BRIEF 1:
Repeat the hog-outlook article word for word, starting at "Bad news Chad’s" and ending at "of Southern Iowa.".
BRIEF 2:
In the hog-outlook article, what per-hog losses does the current hog-industry crisis bring?
BRIEF 3:
Take the article on Chad Hart's hog outlook further, beginning after its final sentence.

Wednesday, September 19, 2012

Bad news Chad’s hog outlook


Shakespeare – Chad Hart, a University of Iowa agriculture economist specializing in grains, brought nothing but bad news to about 150 people, 20 of them students at Ridgetown, to the Shakespeare Swine Seminar here today.

He said the current hog-industry crisis, with losses of $30 to $50 per hog, will be worse than the record-breaking crisis of 2008-2009.

He said losses will persist until at least a year from now and perhaps for two to three years.

He said the drought-reduced corn crop, which is responsible for the losses, carries more bad news – lighter bushel weights and therefore less nutrition than last year’s high-quality harvest and aflotoxin contamination from pockets of Southern Iowa.

Aflotoxin-contaminated corn used to be banned from the market, but this week the United States government waived that rule, allowing that corn to be “blended off” with toxin-free corn to the point that there ought not to be a problem for hogs consuming the feed.

But Hart said farmers will need to be cautious about the corn quality they buy and how they feed it.
Although he didn’t say so, it’s likely to be riskier to feed rations with any aflotoxin content to sows than to near market-ready hogs.

He said ethanol plants are extremely wary of aflotoxin-laced corn, so that means it’s going to be pushed into feed.

INFORMATION:
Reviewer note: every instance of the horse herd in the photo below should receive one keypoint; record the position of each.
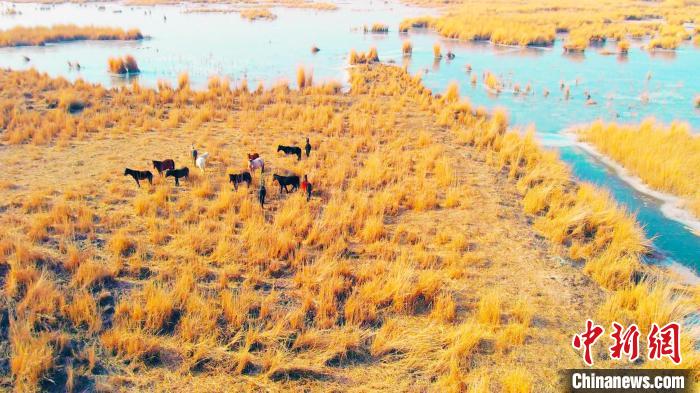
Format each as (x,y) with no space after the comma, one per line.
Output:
(254,162)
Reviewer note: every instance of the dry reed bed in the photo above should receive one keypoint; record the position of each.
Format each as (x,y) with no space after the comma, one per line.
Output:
(253,14)
(586,22)
(41,35)
(305,4)
(667,158)
(412,267)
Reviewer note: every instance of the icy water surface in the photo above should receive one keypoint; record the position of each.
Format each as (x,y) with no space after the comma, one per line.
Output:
(626,89)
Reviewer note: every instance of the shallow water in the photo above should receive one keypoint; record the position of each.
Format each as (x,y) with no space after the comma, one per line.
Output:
(205,44)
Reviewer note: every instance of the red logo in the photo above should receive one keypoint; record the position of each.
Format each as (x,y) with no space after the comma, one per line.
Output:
(586,339)
(626,342)
(665,341)
(662,342)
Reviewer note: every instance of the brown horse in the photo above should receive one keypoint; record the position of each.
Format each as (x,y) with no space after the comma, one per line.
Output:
(162,166)
(139,175)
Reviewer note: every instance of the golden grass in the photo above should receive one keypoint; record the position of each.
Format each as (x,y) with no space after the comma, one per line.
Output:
(667,158)
(376,28)
(437,51)
(413,267)
(253,14)
(537,22)
(41,35)
(125,65)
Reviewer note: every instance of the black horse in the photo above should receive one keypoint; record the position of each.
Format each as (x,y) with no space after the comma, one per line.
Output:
(139,175)
(237,178)
(285,181)
(307,148)
(290,150)
(178,173)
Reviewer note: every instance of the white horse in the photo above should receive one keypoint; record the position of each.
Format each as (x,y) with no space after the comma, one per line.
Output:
(257,163)
(202,161)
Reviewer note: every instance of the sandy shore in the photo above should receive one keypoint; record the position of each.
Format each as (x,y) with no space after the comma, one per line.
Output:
(671,205)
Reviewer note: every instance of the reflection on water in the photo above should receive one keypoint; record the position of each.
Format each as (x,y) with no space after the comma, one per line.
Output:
(625,88)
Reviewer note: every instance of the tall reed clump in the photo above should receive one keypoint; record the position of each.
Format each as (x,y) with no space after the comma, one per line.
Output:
(437,51)
(537,23)
(125,65)
(356,58)
(623,46)
(667,158)
(492,82)
(304,78)
(253,14)
(407,48)
(377,28)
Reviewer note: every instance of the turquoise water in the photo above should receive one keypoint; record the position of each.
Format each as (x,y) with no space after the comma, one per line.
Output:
(627,89)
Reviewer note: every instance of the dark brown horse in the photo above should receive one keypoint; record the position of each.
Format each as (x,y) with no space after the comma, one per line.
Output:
(237,178)
(162,166)
(178,173)
(139,175)
(285,181)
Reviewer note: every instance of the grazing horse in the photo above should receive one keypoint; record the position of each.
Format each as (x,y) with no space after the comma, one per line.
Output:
(162,166)
(257,163)
(261,195)
(306,188)
(285,181)
(139,175)
(178,173)
(290,150)
(237,178)
(201,161)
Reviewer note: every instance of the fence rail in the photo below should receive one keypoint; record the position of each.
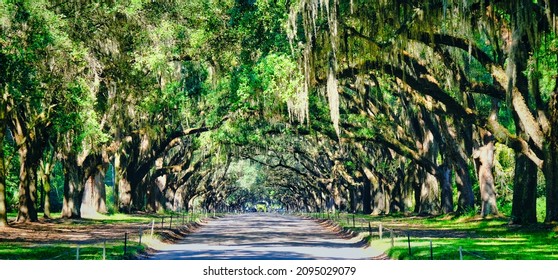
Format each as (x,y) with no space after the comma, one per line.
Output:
(131,241)
(350,221)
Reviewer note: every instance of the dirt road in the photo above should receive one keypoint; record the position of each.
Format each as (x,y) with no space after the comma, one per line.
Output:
(258,236)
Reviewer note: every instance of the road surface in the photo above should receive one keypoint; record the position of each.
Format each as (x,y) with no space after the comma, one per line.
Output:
(264,236)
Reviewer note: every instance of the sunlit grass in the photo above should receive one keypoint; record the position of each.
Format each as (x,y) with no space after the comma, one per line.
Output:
(491,239)
(114,250)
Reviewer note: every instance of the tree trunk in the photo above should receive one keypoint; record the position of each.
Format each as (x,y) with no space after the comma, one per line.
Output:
(3,173)
(366,188)
(429,195)
(378,196)
(550,167)
(94,192)
(27,188)
(485,160)
(524,206)
(154,197)
(447,192)
(123,186)
(465,195)
(73,189)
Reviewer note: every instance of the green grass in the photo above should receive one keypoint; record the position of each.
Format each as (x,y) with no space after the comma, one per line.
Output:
(492,238)
(92,251)
(67,251)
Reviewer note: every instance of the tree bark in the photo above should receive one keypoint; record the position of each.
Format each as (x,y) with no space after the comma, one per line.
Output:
(94,192)
(524,206)
(366,189)
(123,186)
(27,187)
(429,195)
(465,195)
(550,167)
(485,160)
(447,192)
(73,189)
(3,173)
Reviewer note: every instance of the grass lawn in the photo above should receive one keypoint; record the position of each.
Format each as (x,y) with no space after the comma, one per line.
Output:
(114,250)
(59,239)
(479,239)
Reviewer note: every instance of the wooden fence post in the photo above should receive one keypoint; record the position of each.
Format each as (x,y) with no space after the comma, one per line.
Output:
(409,242)
(431,251)
(125,243)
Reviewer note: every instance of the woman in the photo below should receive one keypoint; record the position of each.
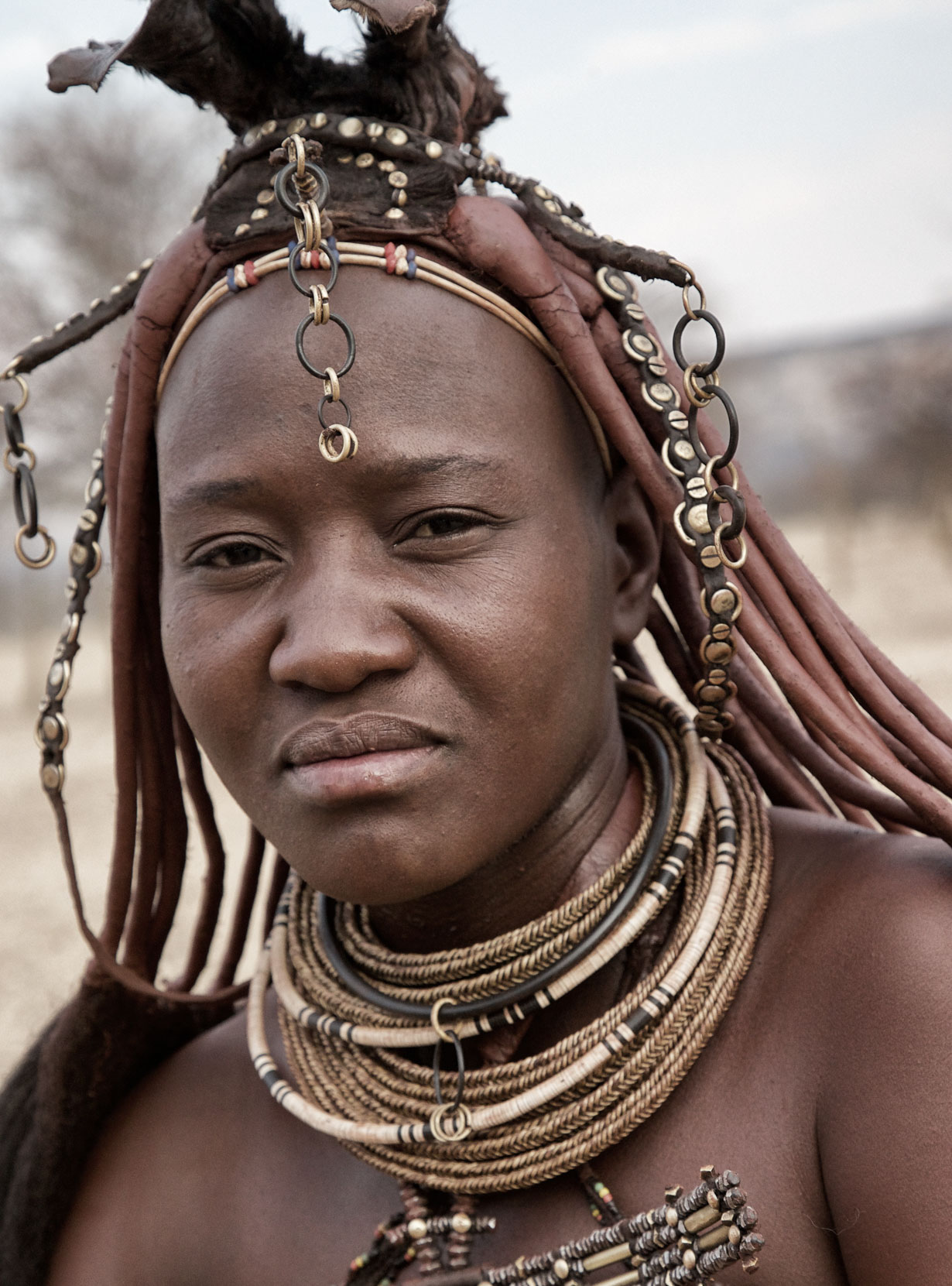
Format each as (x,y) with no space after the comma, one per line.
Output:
(389,581)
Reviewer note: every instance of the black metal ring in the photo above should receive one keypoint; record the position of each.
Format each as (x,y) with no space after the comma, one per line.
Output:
(23,480)
(728,496)
(293,206)
(305,360)
(700,451)
(461,1070)
(293,269)
(338,403)
(13,428)
(710,367)
(732,424)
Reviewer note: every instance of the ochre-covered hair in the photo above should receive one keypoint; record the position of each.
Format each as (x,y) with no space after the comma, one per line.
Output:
(825,720)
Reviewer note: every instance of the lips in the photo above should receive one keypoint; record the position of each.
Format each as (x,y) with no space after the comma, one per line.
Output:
(362,756)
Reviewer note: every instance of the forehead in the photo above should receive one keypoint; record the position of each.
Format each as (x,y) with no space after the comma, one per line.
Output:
(432,373)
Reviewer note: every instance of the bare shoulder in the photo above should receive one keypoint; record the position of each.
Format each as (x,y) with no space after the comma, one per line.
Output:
(860,912)
(839,883)
(192,1157)
(866,921)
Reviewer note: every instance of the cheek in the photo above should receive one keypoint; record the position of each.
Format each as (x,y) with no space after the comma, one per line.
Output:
(531,642)
(216,659)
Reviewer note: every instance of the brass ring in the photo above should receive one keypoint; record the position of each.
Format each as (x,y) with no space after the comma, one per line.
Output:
(320,305)
(296,144)
(348,445)
(438,1115)
(45,557)
(734,564)
(23,389)
(691,282)
(693,390)
(434,1019)
(22,451)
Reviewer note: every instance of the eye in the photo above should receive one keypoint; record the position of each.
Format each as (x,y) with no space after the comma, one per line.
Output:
(449,523)
(235,554)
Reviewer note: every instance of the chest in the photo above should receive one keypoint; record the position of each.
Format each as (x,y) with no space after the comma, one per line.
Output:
(301,1208)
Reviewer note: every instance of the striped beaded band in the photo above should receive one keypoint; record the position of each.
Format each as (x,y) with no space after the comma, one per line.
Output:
(397,262)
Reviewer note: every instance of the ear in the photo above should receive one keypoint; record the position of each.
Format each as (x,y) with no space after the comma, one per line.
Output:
(634,533)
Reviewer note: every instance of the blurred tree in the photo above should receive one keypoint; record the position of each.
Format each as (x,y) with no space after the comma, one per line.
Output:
(91,188)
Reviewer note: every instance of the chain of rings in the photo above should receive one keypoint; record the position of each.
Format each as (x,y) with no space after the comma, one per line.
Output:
(85,561)
(698,519)
(19,461)
(302,189)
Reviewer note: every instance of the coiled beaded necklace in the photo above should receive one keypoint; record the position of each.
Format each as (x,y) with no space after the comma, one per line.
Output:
(348,1007)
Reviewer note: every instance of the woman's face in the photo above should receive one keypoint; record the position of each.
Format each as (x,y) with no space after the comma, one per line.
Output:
(400,664)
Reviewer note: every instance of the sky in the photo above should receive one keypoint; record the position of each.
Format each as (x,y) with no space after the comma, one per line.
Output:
(796,153)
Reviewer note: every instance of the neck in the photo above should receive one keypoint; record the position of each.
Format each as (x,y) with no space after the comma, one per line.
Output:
(563,853)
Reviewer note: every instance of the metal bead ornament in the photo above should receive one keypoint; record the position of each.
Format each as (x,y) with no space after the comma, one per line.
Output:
(698,520)
(302,189)
(19,461)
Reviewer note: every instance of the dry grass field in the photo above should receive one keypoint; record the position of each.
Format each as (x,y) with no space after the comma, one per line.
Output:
(895,580)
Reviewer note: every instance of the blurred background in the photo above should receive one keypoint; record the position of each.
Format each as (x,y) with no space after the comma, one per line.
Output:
(798,155)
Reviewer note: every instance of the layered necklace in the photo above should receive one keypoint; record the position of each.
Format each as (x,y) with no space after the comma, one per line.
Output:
(351,1010)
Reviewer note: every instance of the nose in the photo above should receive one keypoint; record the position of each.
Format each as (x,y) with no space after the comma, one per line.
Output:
(341,626)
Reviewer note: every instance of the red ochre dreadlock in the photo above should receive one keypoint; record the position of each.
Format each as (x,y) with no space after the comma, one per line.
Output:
(827,723)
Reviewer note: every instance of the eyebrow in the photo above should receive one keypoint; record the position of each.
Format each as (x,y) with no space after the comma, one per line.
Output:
(400,467)
(214,492)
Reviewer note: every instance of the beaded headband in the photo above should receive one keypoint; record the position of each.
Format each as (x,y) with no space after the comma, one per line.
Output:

EXPECTED OUTPUT 1:
Bad news Chad’s hog outlook


Shakespeare – Chad Hart, a University of Iowa agriculture economist specializing in grains, brought nothing but bad news to about 150 people, 20 of them students at Ridgetown, to the Shakespeare Swine Seminar here today.

He said the current hog-industry crisis, with losses of $30 to $50 per hog, will be worse than the record-breaking crisis of 2008-2009.

He said losses will persist until at least a year from now and perhaps for two to three years.

He said the drought-reduced corn crop, which is responsible for the losses, carries more bad news – lighter bushel weights and therefore less nutrition than last year’s high-quality harvest and aflotoxin contamination from pockets of Southern Iowa.

EXPECTED OUTPUT 2:
Losses of $30 to $50 per hog.

EXPECTED OUTPUT 3:
Ethanol producers are cutting back so there will be less dried distillers grains and that’s going to hurt hog farmers who have come to depend on that for feed. Some will have to switch to other feed sources and the hogs won’t like that change in their ration.

Hart said it will be at least six months – when corn and soybean crops in South America reach harvest – before there will be any relief on the cost of feed.

But he also said it’s unlikely that there will be another drought disaster in the U.S. Midwest next year because back-to-back droughts have seldom happened.

However, if there is another drought next year, he said corn prices could go from just under $8 a bushel now to $10.

He said hog marketings will continue to increase as farmers ship at lighter weights and cull sows, pushing volumes to packing-plant capacity in October and November. He said whenever hog marketings reach plant capacity, hog prices go down.

If farmers react swiftly to the bad markets to quit hog production or to drastically cut back, hog prices could pick up enough to cover cash costs by late next summer, he said.

If production persists, it could be 2014 before hog prices go high enough to cover cash costs and 2015 before they’re high enough to restore reasonable profit margins.

He said consumers are in a bad economy and unlikely to be willing to pay high prices for meat.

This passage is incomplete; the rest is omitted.